• [What to produce]:
Can you print every record below exactly as written?
Provided data: Begin
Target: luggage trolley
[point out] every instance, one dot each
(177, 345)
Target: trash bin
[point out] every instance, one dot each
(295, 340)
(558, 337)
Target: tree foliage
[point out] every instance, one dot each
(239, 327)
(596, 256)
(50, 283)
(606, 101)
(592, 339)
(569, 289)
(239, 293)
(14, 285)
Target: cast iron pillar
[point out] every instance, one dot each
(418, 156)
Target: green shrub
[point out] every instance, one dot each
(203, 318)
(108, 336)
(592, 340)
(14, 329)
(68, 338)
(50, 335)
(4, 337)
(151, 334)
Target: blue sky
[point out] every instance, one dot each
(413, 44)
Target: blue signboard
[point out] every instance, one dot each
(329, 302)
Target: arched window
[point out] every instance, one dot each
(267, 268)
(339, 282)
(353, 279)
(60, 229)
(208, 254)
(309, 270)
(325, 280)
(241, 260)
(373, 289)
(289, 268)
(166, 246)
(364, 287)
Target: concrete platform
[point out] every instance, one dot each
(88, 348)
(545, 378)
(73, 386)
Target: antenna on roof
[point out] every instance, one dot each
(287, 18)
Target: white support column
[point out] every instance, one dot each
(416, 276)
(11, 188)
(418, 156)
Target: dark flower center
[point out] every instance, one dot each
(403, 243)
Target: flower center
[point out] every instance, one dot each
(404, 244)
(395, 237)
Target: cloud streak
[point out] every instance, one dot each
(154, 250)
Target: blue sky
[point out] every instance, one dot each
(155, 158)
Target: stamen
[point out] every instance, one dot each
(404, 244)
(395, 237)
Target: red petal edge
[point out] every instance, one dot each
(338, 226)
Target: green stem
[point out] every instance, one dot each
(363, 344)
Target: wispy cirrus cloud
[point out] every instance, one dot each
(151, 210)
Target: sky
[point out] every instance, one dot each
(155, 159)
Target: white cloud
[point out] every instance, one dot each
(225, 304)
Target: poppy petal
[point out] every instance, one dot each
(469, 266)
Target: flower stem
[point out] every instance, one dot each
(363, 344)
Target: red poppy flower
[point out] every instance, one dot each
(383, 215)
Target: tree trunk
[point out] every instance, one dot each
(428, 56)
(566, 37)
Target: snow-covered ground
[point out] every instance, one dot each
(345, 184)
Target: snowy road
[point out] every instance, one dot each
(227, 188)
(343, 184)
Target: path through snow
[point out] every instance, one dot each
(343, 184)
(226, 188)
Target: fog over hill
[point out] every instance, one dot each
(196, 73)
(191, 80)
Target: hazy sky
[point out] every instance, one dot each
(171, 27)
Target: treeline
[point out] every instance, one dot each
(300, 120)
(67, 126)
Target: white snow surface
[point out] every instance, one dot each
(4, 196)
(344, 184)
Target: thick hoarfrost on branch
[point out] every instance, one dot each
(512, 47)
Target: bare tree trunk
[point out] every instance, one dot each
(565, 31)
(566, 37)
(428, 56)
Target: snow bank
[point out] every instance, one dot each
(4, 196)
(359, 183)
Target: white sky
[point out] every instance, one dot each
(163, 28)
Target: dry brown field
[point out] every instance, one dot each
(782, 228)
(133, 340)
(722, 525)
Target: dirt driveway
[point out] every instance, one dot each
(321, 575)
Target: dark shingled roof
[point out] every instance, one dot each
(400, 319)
Provided data: End
• [Exercise result]:
Target: luggage trolley
[point out] every instance, one dot each
(177, 345)
Target: trash bin
[point out] every instance, one dot each
(295, 340)
(558, 337)
Target: tree foliage
[point out] every instance, one dot each
(239, 327)
(596, 256)
(50, 283)
(606, 101)
(592, 339)
(569, 289)
(239, 293)
(14, 285)
Target: cast iron pillar
[point out] every instance, one dot each
(418, 156)
Target: green shrub
[point out] every instance, one dot each
(203, 318)
(108, 336)
(592, 340)
(14, 329)
(68, 338)
(50, 335)
(4, 337)
(151, 334)
Target: blue sky
[point out] every instance, one dot each
(413, 44)
Target: blue signboard
[point out] every instance, one dot each
(329, 302)
Target: arched window
[point out] every instance, one dot each
(267, 268)
(339, 282)
(353, 279)
(60, 229)
(208, 254)
(309, 270)
(325, 280)
(241, 260)
(373, 289)
(289, 268)
(166, 246)
(364, 287)
Target: concrete platform
[point out] every instance, one dot each
(88, 348)
(545, 378)
(73, 386)
Target: antenna on roof
[point out] every instance, one dot each
(287, 18)
Target: white support column
[point out] every instance, one dot each
(416, 276)
(11, 188)
(418, 156)
Target: dark flower center
[point out] every instance, one dot each
(403, 243)
Target: flower center
[point out] every instance, one dot each
(404, 244)
(395, 237)
Target: cloud streak
[point out] every instance, one dot each
(154, 250)
Target: blue sky
[point out] every instance, one dot each
(155, 158)
Target: stamen
[point out] every instance, one dot each
(404, 244)
(395, 237)
Target: red petal edge
[point out] every instance, one dot each
(338, 226)
Target: green stem
[point out] every instance, one dot each
(363, 344)
Target: wispy cirrus cloud
[point out] every instance, one dot each
(151, 210)
Target: sky
[point out] every instance, one dot each
(155, 159)
Target: white cloud
[point out] every instance, one dot each
(225, 304)
Target: poppy petal
[point out] every instance, one dot each
(469, 266)
Target: flower stem
[point out] every instance, one dot each
(363, 344)
Target: red poppy flower
[point out] every instance, one dot each
(383, 215)
Target: tree trunk
[point out] every instance, one dot each
(428, 56)
(566, 37)
Target: snow-covered ground
[point out] every instance, one dot each
(345, 184)
Target: snowy road
[point out] every instance, one dot each
(227, 188)
(343, 184)
Target: path through snow
[point out] every instance, one dot each
(343, 184)
(226, 188)
Target: fog over hill
[point out] every instance, one dot each
(196, 73)
(191, 80)
Target: hazy sky
[point out] every instance, one dot each
(171, 27)
Target: treeline
[point out] every instance, one dot each
(300, 120)
(67, 126)
Target: white snow surface
[point out] every instance, one dot each
(4, 196)
(344, 184)
Target: thick hoarfrost on branch
[point out] every instance, one dot each
(512, 47)
Target: bare tree trunk
[point out] every instance, one dot each
(565, 31)
(566, 37)
(428, 56)
Target: snow bank
[point out] every instance, one dot each
(4, 196)
(359, 183)
Target: white sky
[point out] every instance, one dot each
(163, 28)
Target: dry brown field
[point out] every instance, one dot each
(782, 228)
(133, 340)
(722, 525)
Target: dirt driveway
[point out] every instance, one dot each
(321, 575)
Target: dark shingled roof
[point out] every instance, one dot each
(400, 319)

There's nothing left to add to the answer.